Não foi só ao Cochofel que a Escola* empolgou. Quantos me falam do livro (e não têm sido poucos, como deve calcular) acham que a Escola é a sua melhor obra e um dos melhores livros destes tempos. Uma senhora de quem me falaram, nada peca mas desconhecedora da regulamentação do Prémio Camilo Castelo Branco, afirmou que seria a maior injustiça deste mundo se lho não desse... Uma velha titular, que tinha 20 anos em 1910, achou que a Escola é "uma coisa linda", apesar de lá ter encontrado uns atrevimentos (talvez o seu pouco respeito pela Família Real!) que não lhe agradaram... O Luíz Amaro, da Portugália, confessou-se-me maravilhado... Três pessoas diferentes, uma opinião só. Bem disse eu n badana que a Escola será um clássico!
Vi o seu Boi-do-Val! Na Seara, com um execrável desenho de Lima de Freitas, aliás parece que a especializar-se em desenhos execráveis (aos meus olhos pelo menos). Pois vi o Boi-do-Val como quem encontra, ao virar da esquina um velho conhecido. É singular como as personagens literárias podem tornar-se criaturas vivas... Este Boi-do Val tem pra mim mais realidade que o vizinho de banco no comboio. Quem me deixou ficar de pé atrás foi o Gabriel, com o seu ar de adolescente com borbulhas, de pessoa inacabada. Mas ele aqui só passsa, quem importa é o tio Amândio: decerto, no conjunto, será digno do menino curioso e sensível da Escola! Em todo o caso, creio que será a sua personagem de "captação" mais difícil, mais trabalhosa. Estarei enganado?

TAREFA A REALIZAR: Cite na íntegra, sem qualquer alteração, o excerto sobre a Escola e o Boi-do-Val.

[Dados de máscaras de segmentação]
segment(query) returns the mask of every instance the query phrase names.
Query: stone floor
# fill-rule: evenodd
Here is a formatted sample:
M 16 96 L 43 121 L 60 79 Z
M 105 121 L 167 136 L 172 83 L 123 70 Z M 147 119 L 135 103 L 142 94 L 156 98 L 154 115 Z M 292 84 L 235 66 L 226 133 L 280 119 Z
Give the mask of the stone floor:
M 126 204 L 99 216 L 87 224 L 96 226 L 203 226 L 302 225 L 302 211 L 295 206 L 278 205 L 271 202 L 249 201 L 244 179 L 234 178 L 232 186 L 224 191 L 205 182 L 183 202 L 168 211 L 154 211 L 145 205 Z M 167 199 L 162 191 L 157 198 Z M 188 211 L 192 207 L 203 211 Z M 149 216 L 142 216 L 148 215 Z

...

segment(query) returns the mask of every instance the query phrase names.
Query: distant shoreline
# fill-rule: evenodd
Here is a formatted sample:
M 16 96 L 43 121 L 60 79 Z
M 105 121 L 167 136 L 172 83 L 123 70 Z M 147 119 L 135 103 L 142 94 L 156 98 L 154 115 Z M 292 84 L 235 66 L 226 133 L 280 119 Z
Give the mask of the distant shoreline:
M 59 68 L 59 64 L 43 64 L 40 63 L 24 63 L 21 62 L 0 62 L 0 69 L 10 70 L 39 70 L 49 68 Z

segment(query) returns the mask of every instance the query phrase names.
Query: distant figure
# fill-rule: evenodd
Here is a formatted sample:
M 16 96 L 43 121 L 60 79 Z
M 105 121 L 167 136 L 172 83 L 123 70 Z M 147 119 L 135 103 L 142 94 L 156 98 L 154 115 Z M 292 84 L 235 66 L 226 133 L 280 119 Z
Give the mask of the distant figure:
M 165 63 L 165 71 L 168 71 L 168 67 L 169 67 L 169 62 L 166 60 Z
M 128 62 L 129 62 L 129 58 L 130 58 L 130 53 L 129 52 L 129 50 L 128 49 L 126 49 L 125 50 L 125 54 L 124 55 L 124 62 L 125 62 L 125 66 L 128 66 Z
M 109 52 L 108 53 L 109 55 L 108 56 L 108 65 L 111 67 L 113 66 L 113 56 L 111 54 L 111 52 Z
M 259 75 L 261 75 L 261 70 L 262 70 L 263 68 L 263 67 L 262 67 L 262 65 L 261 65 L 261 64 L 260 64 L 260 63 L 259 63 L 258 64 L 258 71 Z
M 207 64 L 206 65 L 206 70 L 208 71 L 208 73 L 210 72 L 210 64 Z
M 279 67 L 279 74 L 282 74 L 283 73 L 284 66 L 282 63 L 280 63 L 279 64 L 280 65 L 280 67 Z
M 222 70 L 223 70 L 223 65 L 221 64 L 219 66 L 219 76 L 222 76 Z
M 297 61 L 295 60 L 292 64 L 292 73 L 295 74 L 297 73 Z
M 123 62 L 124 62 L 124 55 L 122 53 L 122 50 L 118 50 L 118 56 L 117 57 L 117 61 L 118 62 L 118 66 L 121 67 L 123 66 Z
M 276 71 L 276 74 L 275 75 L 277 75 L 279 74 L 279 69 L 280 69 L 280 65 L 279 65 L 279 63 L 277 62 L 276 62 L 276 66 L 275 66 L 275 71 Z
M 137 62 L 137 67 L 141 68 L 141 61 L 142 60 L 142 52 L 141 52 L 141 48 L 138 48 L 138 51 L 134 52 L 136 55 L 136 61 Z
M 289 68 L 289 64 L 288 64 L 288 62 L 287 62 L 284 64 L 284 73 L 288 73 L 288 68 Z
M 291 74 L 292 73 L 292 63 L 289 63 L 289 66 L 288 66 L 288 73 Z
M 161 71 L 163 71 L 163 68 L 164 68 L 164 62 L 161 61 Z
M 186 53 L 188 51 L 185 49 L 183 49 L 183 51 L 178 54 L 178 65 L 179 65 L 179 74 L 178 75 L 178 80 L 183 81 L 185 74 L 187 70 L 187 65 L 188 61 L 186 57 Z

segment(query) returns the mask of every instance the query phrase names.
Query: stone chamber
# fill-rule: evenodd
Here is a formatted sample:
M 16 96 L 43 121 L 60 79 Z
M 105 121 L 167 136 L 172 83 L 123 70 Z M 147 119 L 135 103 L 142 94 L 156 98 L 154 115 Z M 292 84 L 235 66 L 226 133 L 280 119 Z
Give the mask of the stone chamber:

RESPOSTA:
Não foi só ao Cochofel que a Escola* empolgou. Quantos me falam do livro (e não têm sido poucos, como deve calcular) acham que a Escola é a sua melhor obra e um dos melhores livros destes tempos. Uma senhora de quem me falaram, nada peca mas desconhecedora da regulamentação do Prémio Camilo Castelo Branco, afirmou que seria a maior injustiça deste mundo se lho não desse... Uma velha titular, que tinha 20 anos em 1910, achou que a Escola é "uma coisa linda", apesar de lá ter encontrado uns atrevimentos (talvez o seu pouco respeito pela Família Real!) que não lhe agradaram... O Luíz Amaro, da Portugália, confessou-se-me maravilhado... Três pessoas diferentes, uma opinião só. Bem disse eu n badana que a Escola será um clássico!
Vi o seu Boi-do-Val! Na Seara, com um execrável desenho de Lima de Freitas, aliás parece que a especializar-se em desenhos execráveis (aos meus olhos pelo menos). Pois vi o Boi-do-Val como quem encontra, ao virar da esquina um velho conhecido. É singular como as personagens literárias podem tornar-se criaturas vivas... Este Boi-do Val tem pra mim mais realidade que o vizinho de banco no comboio. Quem me deixou ficar de pé atrás foi o Gabriel, com o seu ar de adolescente com borbulhas, de pessoa inacabada. Mas ele aqui só passsa, quem importa é o tio Amândio: decerto, no conjunto, será digno do menino curioso e sensível da Escola! Em todo o caso, creio que será a sua personagem de "captação" mais difícil, mais trabalhosa. Estarei enganado?